Word for word, reproduce the records that follow.
-------- Given entries --------
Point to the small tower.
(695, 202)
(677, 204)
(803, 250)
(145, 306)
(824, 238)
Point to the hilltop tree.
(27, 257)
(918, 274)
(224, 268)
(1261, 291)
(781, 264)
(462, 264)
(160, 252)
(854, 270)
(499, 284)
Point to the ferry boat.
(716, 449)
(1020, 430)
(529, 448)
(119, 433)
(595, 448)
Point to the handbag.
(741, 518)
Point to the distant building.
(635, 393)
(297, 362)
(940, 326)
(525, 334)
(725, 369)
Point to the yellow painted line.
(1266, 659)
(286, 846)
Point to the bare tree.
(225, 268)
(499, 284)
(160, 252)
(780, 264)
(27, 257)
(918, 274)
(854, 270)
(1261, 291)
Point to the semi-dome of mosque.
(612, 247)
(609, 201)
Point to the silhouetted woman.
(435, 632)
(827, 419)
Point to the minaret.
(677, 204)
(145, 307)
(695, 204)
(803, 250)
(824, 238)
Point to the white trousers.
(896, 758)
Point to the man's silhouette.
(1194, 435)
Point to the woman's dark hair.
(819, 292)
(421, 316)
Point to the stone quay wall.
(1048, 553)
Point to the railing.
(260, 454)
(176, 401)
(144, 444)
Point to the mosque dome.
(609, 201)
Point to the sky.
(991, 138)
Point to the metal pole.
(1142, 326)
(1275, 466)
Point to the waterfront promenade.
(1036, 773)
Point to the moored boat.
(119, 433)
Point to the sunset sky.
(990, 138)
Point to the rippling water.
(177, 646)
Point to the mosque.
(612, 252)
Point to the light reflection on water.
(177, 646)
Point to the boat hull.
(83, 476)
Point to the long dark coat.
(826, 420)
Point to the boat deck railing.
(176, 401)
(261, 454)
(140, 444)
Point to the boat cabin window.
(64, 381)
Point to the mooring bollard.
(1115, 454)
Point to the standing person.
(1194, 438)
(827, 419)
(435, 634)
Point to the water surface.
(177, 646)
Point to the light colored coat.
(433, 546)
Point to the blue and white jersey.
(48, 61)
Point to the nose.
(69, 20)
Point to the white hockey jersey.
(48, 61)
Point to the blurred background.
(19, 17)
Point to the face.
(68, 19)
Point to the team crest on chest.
--------
Solution to the exercise →
Point to the small tower.
(695, 202)
(677, 204)
(803, 250)
(145, 306)
(824, 238)
Point to the hilltop tree.
(27, 257)
(918, 274)
(224, 268)
(1261, 291)
(781, 264)
(462, 264)
(160, 252)
(854, 270)
(499, 284)
Point to the ferry boat.
(716, 449)
(1020, 430)
(529, 448)
(119, 433)
(595, 448)
Point to the handbag.
(741, 518)
Point to the distant building.
(635, 393)
(297, 362)
(940, 326)
(525, 334)
(725, 369)
Point to the yellow painted line.
(1266, 659)
(286, 846)
Point to the bare tree.
(225, 268)
(499, 284)
(160, 252)
(780, 264)
(27, 257)
(918, 274)
(854, 270)
(1261, 291)
Point to the semi-dome of mosque.
(612, 247)
(609, 201)
Point to the silhouetted woman.
(435, 632)
(827, 419)
Point to the minaret.
(677, 204)
(145, 307)
(695, 204)
(803, 250)
(824, 238)
Point to the white trousers.
(896, 758)
Point to the man's silhouette.
(1194, 435)
Point to the woman's dark hair.
(819, 292)
(421, 316)
Point to the stone quay wall.
(1048, 553)
Point to the railing.
(260, 454)
(176, 401)
(144, 444)
Point to the mosque dome.
(609, 201)
Point to the sky.
(991, 138)
Point to the metal pole.
(1142, 326)
(1275, 466)
Point to the waterfront promenade.
(1036, 773)
Point to the moored boat.
(119, 433)
Point to the sunset sky.
(990, 138)
Point to the rippling water.
(177, 646)
Point to the mosque.
(612, 252)
Point to the light reflection on water.
(177, 646)
Point to the boat hull.
(83, 476)
Point to the long dark coat.
(826, 420)
Point to the boat deck railing.
(176, 401)
(261, 454)
(140, 444)
Point to the boat cabin window.
(64, 381)
Point to the mooring bollard.
(1115, 454)
Point to the standing person.
(1194, 438)
(827, 419)
(435, 634)
Point to the water surface.
(177, 646)
Point to the light colored coat.
(433, 546)
Point to the blue and white jersey.
(48, 61)
Point to the nose.
(69, 20)
Point to the white hockey jersey.
(48, 61)
Point to the blurred background.
(19, 17)
Point to the face.
(68, 19)
Point to the team crest on chest.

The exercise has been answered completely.